# Kaufberatung Fully 29'' in Größe S oder doch 27,5''



## lelle9 (15. Juli 2017)

Hallo!

Fahre zur Zeit ein Hardtail mit 27,5''. Nun würde ich gerne auf ein Fully umsteigen, daher schau ich mir gerade verschiedene Hersteller an, bspw YT Jeffsy, Liv und Canyon.
Suche ein Fully mit 130-140mm Federweg das eher leicht sein sollte.

Mein Hardtail war eigentlich ein 29'' Bike das es in Größe S aber nur mit 27,5'' gab.
Jetzt hab ich mich gefragt, ob das Jeffsy in Größe S mit 29'' wirklich gut ist.
Hat jemand Erfahrung damit?
Spricht aus eurer Erfahrung generell irgendwas dagegen sich ein Männerbike zu kaufen?

**Die Aufgaben:**
[A] Welche Namen führt der Forumsbeitrag als Beispiele für Hersteller an? Nennen Sie alle.
[B] Prüfen Sie anhand des Forumsbeitrags, ob die folgenden Aussagen zutreffen, und belegen Sie jede Antwort mit einem wörtlichen Zitat: (i) Die schreibende Person fährt derzeit ein Fully. (ii) Gesucht wird ein Fully mit 130 bis 140 mm Federweg. (iii) Das bisherige Hardtail war in Größe S auch mit 29'' erhältlich.
[C] Schreiben Sie den Forumsbeitrag von „Jetzt hab ich“ bis „Männerbike zu kaufen?“ wortgetreu ab.
Die Einträge spielen hierfür keine Rolle.

**Ausgelesene Angaben:**

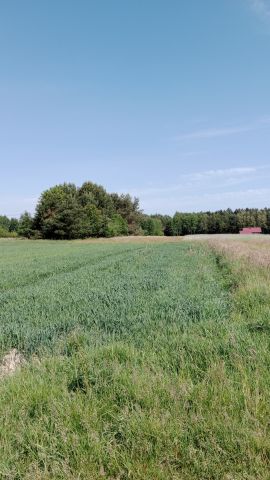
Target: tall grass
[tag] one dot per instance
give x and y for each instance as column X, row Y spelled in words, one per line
column 149, row 364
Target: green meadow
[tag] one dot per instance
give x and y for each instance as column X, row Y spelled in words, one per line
column 143, row 360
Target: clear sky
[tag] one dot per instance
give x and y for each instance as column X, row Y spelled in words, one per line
column 166, row 99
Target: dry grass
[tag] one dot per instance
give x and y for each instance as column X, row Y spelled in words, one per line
column 254, row 249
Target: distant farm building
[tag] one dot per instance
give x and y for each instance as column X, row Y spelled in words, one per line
column 250, row 230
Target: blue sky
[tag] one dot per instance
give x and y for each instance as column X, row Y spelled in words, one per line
column 166, row 99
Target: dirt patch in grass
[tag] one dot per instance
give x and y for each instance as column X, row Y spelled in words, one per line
column 11, row 362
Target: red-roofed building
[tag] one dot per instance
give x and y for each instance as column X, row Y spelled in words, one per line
column 250, row 230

**Die Lösungen:**
[A] YT Jeffsy, Liv, Canyon

[B]
(i) Nein: „Fahre zur Zeit ein Hardtail mit 27,5''.“
(ii) Ja: „Suche ein Fully mit 130-140mm Federweg das eher leicht sein sollte.“
(iii) Nein: „das es in Größe S aber nur mit 27,5'' gab.“

[C]
Jetzt hab ich mich gefragt, ob das Jeffsy in Größe S mit 29'' wirklich gut ist.
Hat jemand Erfahrung damit?
Spricht aus eurer Erfahrung generell irgendwas dagegen sich ein Männerbike zu kaufen?